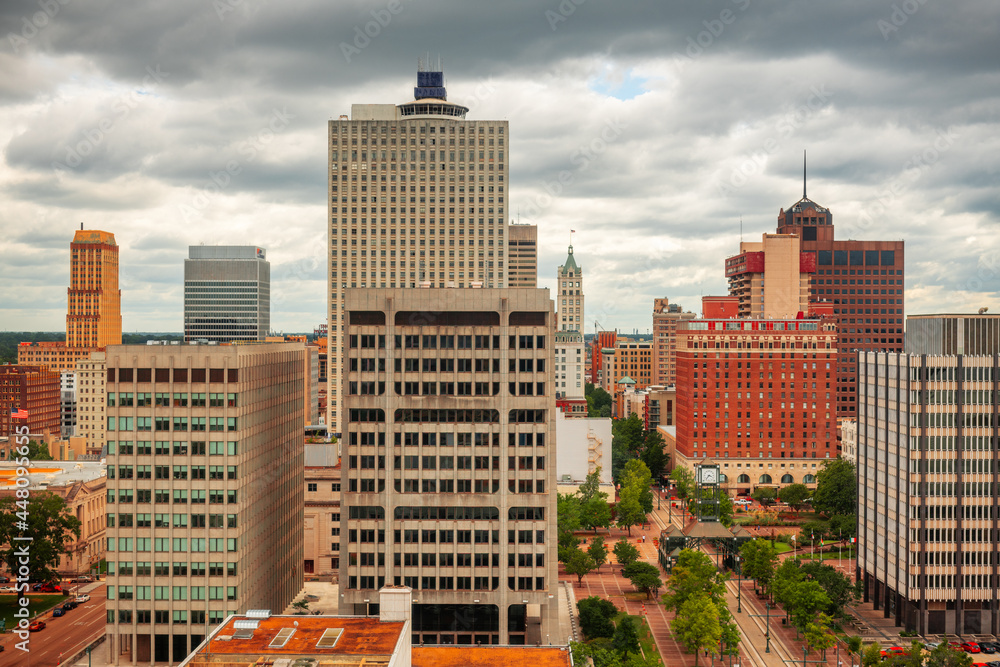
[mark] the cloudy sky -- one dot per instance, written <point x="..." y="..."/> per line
<point x="666" y="121"/>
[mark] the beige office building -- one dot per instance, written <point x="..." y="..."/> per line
<point x="666" y="317"/>
<point x="522" y="256"/>
<point x="205" y="480"/>
<point x="417" y="197"/>
<point x="448" y="473"/>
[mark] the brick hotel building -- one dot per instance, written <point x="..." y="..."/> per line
<point x="757" y="397"/>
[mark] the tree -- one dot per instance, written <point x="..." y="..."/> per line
<point x="683" y="479"/>
<point x="836" y="488"/>
<point x="795" y="495"/>
<point x="567" y="523"/>
<point x="819" y="633"/>
<point x="652" y="453"/>
<point x="645" y="577"/>
<point x="694" y="574"/>
<point x="625" y="552"/>
<point x="53" y="531"/>
<point x="636" y="476"/>
<point x="595" y="617"/>
<point x="759" y="558"/>
<point x="626" y="637"/>
<point x="598" y="551"/>
<point x="579" y="563"/>
<point x="696" y="625"/>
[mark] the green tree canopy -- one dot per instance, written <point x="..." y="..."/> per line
<point x="696" y="625"/>
<point x="579" y="563"/>
<point x="598" y="551"/>
<point x="765" y="495"/>
<point x="836" y="488"/>
<point x="595" y="617"/>
<point x="645" y="577"/>
<point x="43" y="517"/>
<point x="795" y="495"/>
<point x="625" y="552"/>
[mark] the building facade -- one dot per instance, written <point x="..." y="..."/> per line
<point x="758" y="395"/>
<point x="227" y="294"/>
<point x="34" y="389"/>
<point x="928" y="490"/>
<point x="93" y="315"/>
<point x="205" y="478"/>
<point x="91" y="380"/>
<point x="864" y="280"/>
<point x="418" y="195"/>
<point x="522" y="255"/>
<point x="448" y="474"/>
<point x="771" y="278"/>
<point x="569" y="296"/>
<point x="666" y="317"/>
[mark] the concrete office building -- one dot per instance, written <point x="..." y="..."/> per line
<point x="93" y="314"/>
<point x="757" y="396"/>
<point x="771" y="278"/>
<point x="227" y="294"/>
<point x="448" y="472"/>
<point x="205" y="478"/>
<point x="928" y="438"/>
<point x="418" y="195"/>
<point x="91" y="402"/>
<point x="666" y="318"/>
<point x="569" y="296"/>
<point x="522" y="255"/>
<point x="863" y="280"/>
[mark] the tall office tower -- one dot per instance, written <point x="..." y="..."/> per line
<point x="771" y="278"/>
<point x="757" y="396"/>
<point x="449" y="475"/>
<point x="927" y="442"/>
<point x="569" y="299"/>
<point x="522" y="256"/>
<point x="205" y="478"/>
<point x="666" y="318"/>
<point x="417" y="197"/>
<point x="67" y="404"/>
<point x="93" y="315"/>
<point x="863" y="280"/>
<point x="227" y="294"/>
<point x="94" y="318"/>
<point x="91" y="380"/>
<point x="34" y="389"/>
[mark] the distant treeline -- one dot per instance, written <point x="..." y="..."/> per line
<point x="9" y="340"/>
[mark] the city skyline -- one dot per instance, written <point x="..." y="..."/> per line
<point x="640" y="118"/>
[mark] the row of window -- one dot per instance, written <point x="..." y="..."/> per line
<point x="165" y="569"/>
<point x="172" y="472"/>
<point x="176" y="544"/>
<point x="197" y="496"/>
<point x="162" y="520"/>
<point x="175" y="448"/>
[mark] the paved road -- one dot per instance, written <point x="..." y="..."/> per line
<point x="62" y="636"/>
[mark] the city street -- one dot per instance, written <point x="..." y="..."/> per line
<point x="62" y="636"/>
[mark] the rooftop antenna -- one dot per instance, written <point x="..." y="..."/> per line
<point x="803" y="173"/>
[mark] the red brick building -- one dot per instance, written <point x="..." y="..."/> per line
<point x="31" y="388"/>
<point x="863" y="280"/>
<point x="762" y="390"/>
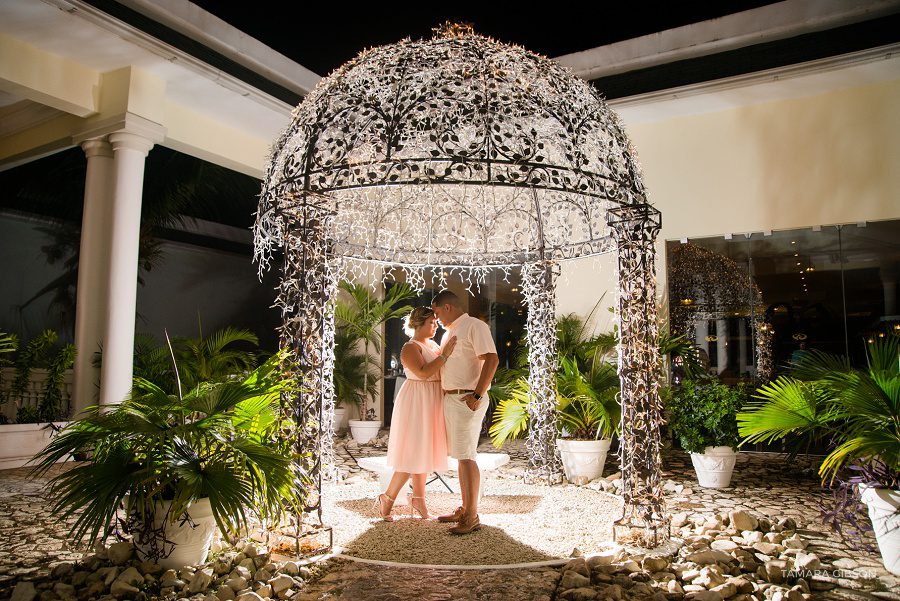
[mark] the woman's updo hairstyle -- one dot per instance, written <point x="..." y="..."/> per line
<point x="416" y="319"/>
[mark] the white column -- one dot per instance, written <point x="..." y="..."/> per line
<point x="742" y="347"/>
<point x="721" y="346"/>
<point x="118" y="346"/>
<point x="889" y="281"/>
<point x="701" y="331"/>
<point x="93" y="268"/>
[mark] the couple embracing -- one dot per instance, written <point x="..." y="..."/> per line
<point x="440" y="407"/>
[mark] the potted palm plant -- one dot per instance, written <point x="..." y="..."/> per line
<point x="362" y="317"/>
<point x="354" y="377"/>
<point x="858" y="411"/>
<point x="35" y="396"/>
<point x="702" y="416"/>
<point x="166" y="468"/>
<point x="588" y="410"/>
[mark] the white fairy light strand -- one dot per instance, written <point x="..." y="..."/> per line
<point x="539" y="290"/>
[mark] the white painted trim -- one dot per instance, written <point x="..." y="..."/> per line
<point x="151" y="44"/>
<point x="825" y="65"/>
<point x="774" y="22"/>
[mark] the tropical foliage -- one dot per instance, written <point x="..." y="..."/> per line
<point x="37" y="354"/>
<point x="703" y="414"/>
<point x="223" y="440"/>
<point x="361" y="319"/>
<point x="223" y="355"/>
<point x="587" y="386"/>
<point x="857" y="410"/>
<point x="354" y="372"/>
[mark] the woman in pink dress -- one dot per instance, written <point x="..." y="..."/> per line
<point x="418" y="442"/>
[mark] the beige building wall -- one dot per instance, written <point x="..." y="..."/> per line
<point x="821" y="160"/>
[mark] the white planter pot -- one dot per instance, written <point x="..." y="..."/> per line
<point x="583" y="459"/>
<point x="883" y="504"/>
<point x="187" y="542"/>
<point x="714" y="467"/>
<point x="20" y="442"/>
<point x="339" y="413"/>
<point x="364" y="430"/>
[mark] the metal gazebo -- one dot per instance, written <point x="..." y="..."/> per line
<point x="464" y="154"/>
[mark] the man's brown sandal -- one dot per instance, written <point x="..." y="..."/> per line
<point x="466" y="525"/>
<point x="453" y="517"/>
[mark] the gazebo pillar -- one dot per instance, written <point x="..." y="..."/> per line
<point x="539" y="288"/>
<point x="635" y="230"/>
<point x="306" y="297"/>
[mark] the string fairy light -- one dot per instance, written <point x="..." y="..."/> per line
<point x="454" y="157"/>
<point x="704" y="286"/>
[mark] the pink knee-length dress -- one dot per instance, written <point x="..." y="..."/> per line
<point x="418" y="441"/>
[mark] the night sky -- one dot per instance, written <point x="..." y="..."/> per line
<point x="322" y="39"/>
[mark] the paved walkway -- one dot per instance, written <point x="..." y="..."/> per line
<point x="32" y="541"/>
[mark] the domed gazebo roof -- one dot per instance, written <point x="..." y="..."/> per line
<point x="454" y="151"/>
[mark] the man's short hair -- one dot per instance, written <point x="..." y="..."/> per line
<point x="445" y="297"/>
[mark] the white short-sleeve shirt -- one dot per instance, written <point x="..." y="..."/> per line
<point x="463" y="367"/>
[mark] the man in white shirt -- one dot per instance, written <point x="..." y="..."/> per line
<point x="465" y="377"/>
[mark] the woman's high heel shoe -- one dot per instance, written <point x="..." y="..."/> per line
<point x="379" y="505"/>
<point x="422" y="511"/>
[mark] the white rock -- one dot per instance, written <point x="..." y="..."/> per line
<point x="120" y="553"/>
<point x="752" y="536"/>
<point x="224" y="593"/>
<point x="131" y="576"/>
<point x="201" y="581"/>
<point x="65" y="591"/>
<point x="262" y="575"/>
<point x="845" y="563"/>
<point x="62" y="570"/>
<point x="709" y="557"/>
<point x="101" y="551"/>
<point x="741" y="520"/>
<point x="237" y="583"/>
<point x="707" y="596"/>
<point x="766" y="548"/>
<point x="122" y="590"/>
<point x="291" y="567"/>
<point x="679" y="520"/>
<point x="24" y="591"/>
<point x="280" y="583"/>
<point x="222" y="566"/>
<point x="251" y="550"/>
<point x="724" y="545"/>
<point x="807" y="561"/>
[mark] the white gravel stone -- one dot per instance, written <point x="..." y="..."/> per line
<point x="24" y="591"/>
<point x="201" y="581"/>
<point x="225" y="593"/>
<point x="123" y="590"/>
<point x="120" y="553"/>
<point x="131" y="576"/>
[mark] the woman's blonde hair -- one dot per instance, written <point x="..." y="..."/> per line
<point x="416" y="319"/>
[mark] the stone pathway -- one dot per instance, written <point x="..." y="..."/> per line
<point x="33" y="541"/>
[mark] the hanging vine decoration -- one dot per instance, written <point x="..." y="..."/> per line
<point x="704" y="285"/>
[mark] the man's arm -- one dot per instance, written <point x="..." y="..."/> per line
<point x="491" y="362"/>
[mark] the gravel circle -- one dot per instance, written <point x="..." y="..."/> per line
<point x="520" y="524"/>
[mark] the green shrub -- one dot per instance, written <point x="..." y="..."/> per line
<point x="704" y="414"/>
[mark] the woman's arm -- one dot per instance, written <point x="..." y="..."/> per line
<point x="412" y="359"/>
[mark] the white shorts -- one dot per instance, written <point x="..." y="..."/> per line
<point x="463" y="425"/>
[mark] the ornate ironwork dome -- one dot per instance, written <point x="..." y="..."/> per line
<point x="454" y="151"/>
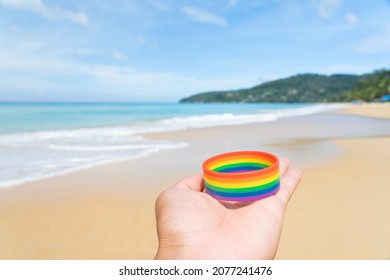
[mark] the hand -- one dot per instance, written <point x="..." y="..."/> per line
<point x="193" y="225"/>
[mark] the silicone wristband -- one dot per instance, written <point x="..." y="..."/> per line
<point x="241" y="176"/>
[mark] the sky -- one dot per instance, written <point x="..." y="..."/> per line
<point x="163" y="50"/>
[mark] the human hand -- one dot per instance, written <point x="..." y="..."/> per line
<point x="193" y="225"/>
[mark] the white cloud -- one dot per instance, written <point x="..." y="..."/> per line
<point x="52" y="13"/>
<point x="205" y="16"/>
<point x="325" y="8"/>
<point x="119" y="56"/>
<point x="159" y="6"/>
<point x="232" y="3"/>
<point x="351" y="18"/>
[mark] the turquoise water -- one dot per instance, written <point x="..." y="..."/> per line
<point x="39" y="140"/>
<point x="27" y="117"/>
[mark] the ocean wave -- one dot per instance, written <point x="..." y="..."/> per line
<point x="30" y="156"/>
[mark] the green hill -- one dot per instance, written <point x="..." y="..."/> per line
<point x="300" y="88"/>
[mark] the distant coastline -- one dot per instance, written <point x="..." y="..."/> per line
<point x="306" y="88"/>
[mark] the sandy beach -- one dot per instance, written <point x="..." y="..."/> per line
<point x="341" y="209"/>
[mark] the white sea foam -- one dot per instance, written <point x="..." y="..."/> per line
<point x="31" y="156"/>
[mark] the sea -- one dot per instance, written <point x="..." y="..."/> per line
<point x="40" y="140"/>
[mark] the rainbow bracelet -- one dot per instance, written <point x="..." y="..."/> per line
<point x="241" y="176"/>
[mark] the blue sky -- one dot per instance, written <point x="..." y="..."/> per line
<point x="162" y="50"/>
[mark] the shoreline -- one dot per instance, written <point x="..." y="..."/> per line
<point x="365" y="110"/>
<point x="107" y="212"/>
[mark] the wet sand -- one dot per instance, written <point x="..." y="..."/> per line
<point x="340" y="211"/>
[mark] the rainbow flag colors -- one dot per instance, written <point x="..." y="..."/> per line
<point x="241" y="176"/>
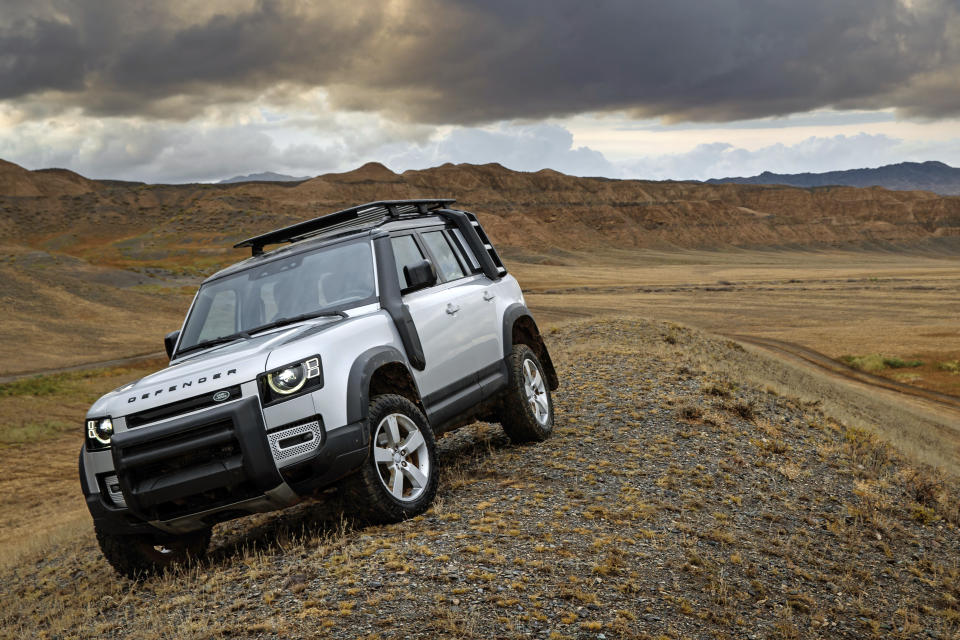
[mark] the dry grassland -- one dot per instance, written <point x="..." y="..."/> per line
<point x="676" y="500"/>
<point x="902" y="305"/>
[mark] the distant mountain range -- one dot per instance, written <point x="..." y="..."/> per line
<point x="905" y="176"/>
<point x="266" y="176"/>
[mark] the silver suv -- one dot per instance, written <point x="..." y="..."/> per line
<point x="335" y="359"/>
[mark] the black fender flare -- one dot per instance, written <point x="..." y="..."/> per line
<point x="510" y="316"/>
<point x="361" y="372"/>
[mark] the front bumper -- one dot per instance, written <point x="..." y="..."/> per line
<point x="190" y="472"/>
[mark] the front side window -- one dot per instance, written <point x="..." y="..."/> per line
<point x="332" y="278"/>
<point x="447" y="264"/>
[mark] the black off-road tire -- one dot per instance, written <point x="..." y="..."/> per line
<point x="517" y="413"/>
<point x="137" y="556"/>
<point x="365" y="492"/>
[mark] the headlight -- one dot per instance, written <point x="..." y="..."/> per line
<point x="99" y="433"/>
<point x="287" y="381"/>
<point x="290" y="380"/>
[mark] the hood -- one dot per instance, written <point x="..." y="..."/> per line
<point x="203" y="372"/>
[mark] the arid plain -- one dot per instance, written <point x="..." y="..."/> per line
<point x="99" y="271"/>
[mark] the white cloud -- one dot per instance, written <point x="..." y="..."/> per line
<point x="815" y="154"/>
<point x="315" y="139"/>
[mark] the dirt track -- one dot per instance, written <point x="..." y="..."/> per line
<point x="781" y="347"/>
<point x="119" y="362"/>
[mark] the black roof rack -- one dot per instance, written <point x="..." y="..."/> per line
<point x="369" y="215"/>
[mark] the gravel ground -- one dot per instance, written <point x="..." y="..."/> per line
<point x="670" y="503"/>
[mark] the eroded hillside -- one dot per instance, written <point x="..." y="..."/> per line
<point x="91" y="270"/>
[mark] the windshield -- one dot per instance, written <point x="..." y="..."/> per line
<point x="332" y="278"/>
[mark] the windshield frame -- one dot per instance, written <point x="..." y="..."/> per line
<point x="332" y="310"/>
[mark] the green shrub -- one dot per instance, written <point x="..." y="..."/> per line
<point x="876" y="362"/>
<point x="951" y="366"/>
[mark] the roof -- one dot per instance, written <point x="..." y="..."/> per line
<point x="364" y="216"/>
<point x="329" y="229"/>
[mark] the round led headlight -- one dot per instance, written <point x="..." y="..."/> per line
<point x="288" y="380"/>
<point x="100" y="430"/>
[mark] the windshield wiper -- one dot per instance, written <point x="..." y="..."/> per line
<point x="279" y="322"/>
<point x="214" y="342"/>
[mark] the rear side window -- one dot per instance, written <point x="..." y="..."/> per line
<point x="405" y="252"/>
<point x="465" y="251"/>
<point x="447" y="264"/>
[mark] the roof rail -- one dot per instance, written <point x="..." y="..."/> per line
<point x="365" y="215"/>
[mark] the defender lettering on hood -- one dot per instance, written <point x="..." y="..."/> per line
<point x="183" y="385"/>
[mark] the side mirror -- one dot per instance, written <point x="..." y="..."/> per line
<point x="170" y="341"/>
<point x="419" y="275"/>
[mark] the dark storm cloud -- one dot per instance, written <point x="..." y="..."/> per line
<point x="481" y="61"/>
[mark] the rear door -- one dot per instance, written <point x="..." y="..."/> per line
<point x="453" y="321"/>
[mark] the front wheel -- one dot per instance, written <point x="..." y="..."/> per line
<point x="399" y="478"/>
<point x="142" y="555"/>
<point x="527" y="409"/>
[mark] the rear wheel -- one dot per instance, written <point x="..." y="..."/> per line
<point x="142" y="555"/>
<point x="399" y="478"/>
<point x="527" y="409"/>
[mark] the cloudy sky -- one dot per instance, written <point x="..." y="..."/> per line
<point x="189" y="90"/>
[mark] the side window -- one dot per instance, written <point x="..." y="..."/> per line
<point x="447" y="264"/>
<point x="405" y="252"/>
<point x="465" y="250"/>
<point x="222" y="317"/>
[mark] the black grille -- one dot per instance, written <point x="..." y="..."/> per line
<point x="181" y="407"/>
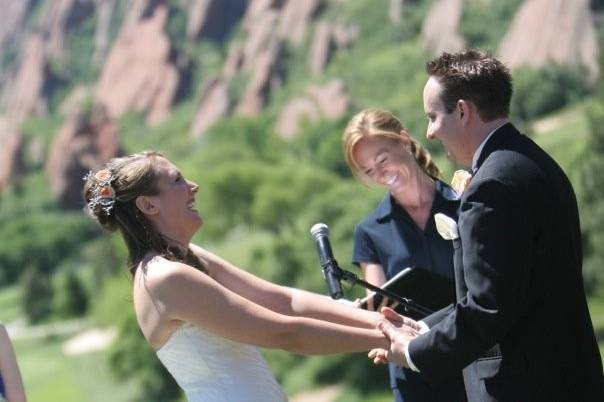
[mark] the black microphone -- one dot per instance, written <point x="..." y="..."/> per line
<point x="329" y="265"/>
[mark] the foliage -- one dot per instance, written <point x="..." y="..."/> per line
<point x="260" y="194"/>
<point x="593" y="184"/>
<point x="71" y="296"/>
<point x="37" y="295"/>
<point x="132" y="358"/>
<point x="39" y="240"/>
<point x="541" y="91"/>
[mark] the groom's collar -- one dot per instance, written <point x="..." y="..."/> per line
<point x="479" y="155"/>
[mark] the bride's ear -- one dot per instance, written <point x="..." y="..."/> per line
<point x="145" y="205"/>
<point x="406" y="139"/>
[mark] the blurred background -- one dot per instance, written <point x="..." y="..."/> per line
<point x="249" y="98"/>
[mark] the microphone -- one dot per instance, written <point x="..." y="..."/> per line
<point x="329" y="265"/>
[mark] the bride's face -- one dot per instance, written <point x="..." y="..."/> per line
<point x="175" y="202"/>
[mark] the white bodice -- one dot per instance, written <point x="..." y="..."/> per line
<point x="210" y="368"/>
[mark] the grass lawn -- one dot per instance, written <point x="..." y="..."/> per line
<point x="49" y="375"/>
<point x="10" y="303"/>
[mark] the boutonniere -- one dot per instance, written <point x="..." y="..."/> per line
<point x="460" y="181"/>
<point x="446" y="226"/>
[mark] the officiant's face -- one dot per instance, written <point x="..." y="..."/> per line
<point x="385" y="161"/>
<point x="443" y="125"/>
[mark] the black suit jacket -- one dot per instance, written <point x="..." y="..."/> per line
<point x="521" y="328"/>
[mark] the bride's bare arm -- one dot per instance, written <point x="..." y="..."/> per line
<point x="191" y="296"/>
<point x="281" y="299"/>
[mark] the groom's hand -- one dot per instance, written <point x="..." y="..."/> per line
<point x="400" y="320"/>
<point x="400" y="331"/>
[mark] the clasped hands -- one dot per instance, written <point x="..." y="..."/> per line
<point x="400" y="330"/>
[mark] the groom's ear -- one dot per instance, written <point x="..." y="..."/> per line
<point x="464" y="109"/>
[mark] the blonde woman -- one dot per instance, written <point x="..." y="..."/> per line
<point x="400" y="232"/>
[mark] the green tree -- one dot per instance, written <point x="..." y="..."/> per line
<point x="72" y="298"/>
<point x="541" y="91"/>
<point x="592" y="202"/>
<point x="37" y="295"/>
<point x="132" y="357"/>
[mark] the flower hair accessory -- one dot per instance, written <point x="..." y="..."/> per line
<point x="103" y="194"/>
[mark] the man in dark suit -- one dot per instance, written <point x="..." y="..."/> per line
<point x="521" y="328"/>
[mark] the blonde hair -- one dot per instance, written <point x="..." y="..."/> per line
<point x="383" y="124"/>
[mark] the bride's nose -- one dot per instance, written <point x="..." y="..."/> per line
<point x="193" y="186"/>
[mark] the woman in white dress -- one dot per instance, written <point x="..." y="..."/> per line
<point x="199" y="312"/>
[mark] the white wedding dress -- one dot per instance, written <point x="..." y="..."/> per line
<point x="210" y="368"/>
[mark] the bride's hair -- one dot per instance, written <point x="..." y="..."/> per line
<point x="110" y="194"/>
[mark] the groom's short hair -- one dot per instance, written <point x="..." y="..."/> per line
<point x="474" y="76"/>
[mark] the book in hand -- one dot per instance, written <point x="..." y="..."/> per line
<point x="425" y="288"/>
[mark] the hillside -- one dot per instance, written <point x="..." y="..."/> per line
<point x="250" y="98"/>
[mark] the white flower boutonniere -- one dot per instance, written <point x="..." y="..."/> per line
<point x="446" y="226"/>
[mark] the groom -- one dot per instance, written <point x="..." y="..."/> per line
<point x="521" y="328"/>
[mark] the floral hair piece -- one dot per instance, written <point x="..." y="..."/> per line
<point x="103" y="194"/>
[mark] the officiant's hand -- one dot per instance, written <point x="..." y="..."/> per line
<point x="385" y="302"/>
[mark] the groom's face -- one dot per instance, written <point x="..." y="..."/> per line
<point x="442" y="125"/>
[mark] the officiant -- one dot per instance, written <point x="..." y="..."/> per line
<point x="400" y="232"/>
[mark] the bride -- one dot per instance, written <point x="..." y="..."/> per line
<point x="199" y="312"/>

### Task prompt
Return the listing's lines from the one containing "[mark] the floral" through its final line, both included, as a JSON list of strings with one string per line and blank lines skipped.

### Task result
[
  "[mark] the floral hair piece -- one dot per instance, written <point x=\"...\" y=\"...\"/> per line",
  "<point x=\"103\" y=\"194\"/>",
  "[mark] the officiant's hand -- one dot per instance, written <point x=\"...\" y=\"...\"/> per line",
  "<point x=\"385\" y=\"302\"/>",
  "[mark] the groom's face -- one dot per instance, written <point x=\"...\" y=\"...\"/> per line",
  "<point x=\"442\" y=\"125\"/>",
  "[mark] the officiant -- one dot per instance, written <point x=\"...\" y=\"...\"/> per line",
  "<point x=\"400\" y=\"232\"/>",
  "[mark] the bride -- one dot per instance, written <point x=\"...\" y=\"...\"/> per line",
  "<point x=\"199\" y=\"312\"/>"
]